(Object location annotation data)
──────

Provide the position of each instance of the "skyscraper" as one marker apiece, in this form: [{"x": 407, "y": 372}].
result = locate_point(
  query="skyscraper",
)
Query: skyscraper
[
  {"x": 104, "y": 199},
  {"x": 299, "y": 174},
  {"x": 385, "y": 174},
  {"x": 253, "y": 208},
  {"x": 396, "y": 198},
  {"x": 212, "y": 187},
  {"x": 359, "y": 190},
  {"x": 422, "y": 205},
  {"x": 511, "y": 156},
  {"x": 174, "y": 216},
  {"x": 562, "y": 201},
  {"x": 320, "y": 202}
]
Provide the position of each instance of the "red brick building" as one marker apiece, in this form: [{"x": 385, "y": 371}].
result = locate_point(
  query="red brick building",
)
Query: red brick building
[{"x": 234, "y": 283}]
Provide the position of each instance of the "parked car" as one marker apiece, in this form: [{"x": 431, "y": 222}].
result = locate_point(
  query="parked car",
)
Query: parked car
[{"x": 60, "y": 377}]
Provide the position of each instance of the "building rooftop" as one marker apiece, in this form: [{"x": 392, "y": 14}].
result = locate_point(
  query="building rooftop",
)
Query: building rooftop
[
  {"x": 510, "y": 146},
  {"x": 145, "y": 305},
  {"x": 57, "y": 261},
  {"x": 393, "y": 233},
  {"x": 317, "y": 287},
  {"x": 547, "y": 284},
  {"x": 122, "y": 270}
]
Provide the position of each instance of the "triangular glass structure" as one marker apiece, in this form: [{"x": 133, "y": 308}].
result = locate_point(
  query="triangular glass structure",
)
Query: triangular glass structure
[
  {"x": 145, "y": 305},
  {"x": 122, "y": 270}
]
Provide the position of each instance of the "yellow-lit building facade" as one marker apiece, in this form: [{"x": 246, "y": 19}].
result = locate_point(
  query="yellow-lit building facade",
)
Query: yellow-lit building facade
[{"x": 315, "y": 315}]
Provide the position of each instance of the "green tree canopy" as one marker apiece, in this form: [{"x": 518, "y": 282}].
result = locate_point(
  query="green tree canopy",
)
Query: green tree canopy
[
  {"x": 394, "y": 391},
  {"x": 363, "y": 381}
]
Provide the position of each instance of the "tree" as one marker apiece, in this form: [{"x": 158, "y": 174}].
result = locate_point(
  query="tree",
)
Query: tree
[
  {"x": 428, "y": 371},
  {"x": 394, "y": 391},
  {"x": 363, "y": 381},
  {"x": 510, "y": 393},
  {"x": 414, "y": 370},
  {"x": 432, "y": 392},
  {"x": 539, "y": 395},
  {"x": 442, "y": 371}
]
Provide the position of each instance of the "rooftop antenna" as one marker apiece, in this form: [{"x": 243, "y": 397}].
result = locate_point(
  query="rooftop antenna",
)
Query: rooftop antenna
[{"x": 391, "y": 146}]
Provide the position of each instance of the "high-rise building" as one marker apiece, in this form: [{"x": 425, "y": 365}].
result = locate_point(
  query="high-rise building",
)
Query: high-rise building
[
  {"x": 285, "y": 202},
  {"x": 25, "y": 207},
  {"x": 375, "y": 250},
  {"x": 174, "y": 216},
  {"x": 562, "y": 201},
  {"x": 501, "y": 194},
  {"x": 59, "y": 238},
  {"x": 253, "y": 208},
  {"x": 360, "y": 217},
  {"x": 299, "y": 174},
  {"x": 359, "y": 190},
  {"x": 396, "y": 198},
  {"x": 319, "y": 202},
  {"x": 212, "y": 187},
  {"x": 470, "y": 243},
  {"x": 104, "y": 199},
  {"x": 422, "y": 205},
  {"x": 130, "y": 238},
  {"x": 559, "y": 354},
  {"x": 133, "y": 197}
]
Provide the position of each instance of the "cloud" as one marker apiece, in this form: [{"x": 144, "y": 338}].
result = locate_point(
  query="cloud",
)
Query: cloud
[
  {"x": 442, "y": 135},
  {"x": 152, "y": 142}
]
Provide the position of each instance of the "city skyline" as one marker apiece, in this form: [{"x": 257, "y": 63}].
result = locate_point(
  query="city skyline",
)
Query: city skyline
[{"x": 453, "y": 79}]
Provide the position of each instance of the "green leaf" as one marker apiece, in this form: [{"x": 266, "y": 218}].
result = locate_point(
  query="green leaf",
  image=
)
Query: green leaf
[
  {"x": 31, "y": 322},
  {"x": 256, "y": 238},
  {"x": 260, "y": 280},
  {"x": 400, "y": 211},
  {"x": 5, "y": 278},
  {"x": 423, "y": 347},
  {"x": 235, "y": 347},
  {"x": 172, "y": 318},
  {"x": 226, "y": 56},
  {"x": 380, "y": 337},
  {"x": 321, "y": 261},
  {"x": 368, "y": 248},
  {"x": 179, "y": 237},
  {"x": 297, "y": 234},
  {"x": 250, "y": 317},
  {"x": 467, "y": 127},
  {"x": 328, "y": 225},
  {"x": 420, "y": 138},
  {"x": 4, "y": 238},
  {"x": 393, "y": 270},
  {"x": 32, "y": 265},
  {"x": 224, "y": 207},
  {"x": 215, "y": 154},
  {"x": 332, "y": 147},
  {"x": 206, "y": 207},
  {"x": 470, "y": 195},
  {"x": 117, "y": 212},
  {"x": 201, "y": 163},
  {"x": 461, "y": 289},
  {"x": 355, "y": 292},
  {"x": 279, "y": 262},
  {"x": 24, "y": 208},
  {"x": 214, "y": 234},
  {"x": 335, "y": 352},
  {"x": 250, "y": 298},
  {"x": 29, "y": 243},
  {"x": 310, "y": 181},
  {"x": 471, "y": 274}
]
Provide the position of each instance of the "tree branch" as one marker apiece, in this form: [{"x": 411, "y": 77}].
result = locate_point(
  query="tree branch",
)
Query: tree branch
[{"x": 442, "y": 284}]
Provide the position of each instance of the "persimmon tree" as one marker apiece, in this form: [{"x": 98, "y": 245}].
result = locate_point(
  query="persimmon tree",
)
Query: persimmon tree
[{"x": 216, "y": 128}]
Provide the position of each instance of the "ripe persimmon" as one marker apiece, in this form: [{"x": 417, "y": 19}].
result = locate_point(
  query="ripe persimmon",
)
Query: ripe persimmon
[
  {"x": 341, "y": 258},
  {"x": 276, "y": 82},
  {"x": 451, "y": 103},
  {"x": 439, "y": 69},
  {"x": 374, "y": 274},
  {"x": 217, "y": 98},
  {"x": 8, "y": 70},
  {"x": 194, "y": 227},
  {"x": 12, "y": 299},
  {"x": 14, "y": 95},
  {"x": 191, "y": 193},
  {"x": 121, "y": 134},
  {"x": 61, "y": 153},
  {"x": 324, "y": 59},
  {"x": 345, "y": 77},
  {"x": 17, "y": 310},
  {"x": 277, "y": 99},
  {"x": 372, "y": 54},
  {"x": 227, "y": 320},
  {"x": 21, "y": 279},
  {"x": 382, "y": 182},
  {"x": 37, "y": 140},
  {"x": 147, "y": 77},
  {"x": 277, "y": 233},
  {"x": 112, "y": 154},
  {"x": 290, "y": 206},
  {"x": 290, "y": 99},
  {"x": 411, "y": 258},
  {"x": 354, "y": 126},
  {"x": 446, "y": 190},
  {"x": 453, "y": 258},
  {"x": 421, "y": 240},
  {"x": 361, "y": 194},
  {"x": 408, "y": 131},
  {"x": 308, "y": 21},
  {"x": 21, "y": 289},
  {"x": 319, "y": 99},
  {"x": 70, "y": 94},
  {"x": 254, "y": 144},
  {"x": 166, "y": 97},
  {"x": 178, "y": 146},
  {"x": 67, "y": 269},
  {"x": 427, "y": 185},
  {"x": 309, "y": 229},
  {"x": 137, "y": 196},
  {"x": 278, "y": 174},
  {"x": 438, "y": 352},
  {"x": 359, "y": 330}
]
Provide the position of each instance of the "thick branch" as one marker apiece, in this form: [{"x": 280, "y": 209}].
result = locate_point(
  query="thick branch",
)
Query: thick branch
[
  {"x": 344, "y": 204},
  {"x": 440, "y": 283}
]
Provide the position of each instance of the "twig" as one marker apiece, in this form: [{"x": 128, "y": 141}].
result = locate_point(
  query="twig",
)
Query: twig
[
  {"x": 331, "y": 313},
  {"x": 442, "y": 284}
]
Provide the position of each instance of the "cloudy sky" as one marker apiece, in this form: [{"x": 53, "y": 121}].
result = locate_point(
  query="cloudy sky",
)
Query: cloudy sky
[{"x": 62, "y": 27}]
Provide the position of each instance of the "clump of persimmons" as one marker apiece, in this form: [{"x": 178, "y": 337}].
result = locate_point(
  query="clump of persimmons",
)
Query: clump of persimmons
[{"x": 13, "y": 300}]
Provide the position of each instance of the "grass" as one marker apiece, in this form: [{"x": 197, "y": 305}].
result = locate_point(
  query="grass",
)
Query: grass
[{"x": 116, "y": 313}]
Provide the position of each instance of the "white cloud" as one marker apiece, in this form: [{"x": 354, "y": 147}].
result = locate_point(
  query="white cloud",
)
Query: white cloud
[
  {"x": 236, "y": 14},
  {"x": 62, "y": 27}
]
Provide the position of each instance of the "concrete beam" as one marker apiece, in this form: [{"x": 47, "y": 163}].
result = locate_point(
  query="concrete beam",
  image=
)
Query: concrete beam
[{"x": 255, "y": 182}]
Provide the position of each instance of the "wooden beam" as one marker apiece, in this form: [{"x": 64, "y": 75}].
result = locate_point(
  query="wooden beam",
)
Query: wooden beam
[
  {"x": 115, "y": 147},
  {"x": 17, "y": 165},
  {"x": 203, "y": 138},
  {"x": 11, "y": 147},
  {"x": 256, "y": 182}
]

──────

» **WHAT TO WORK ON**
Which lines in the rows above contain the string "skyline", with case counting? Copy each of those lines.

» **RESULT OF THE TASK**
Provide the position of each instance of the "city skyline" as one marker apiece, in this form: [{"x": 257, "y": 63}].
  query="city skyline",
Query: city skyline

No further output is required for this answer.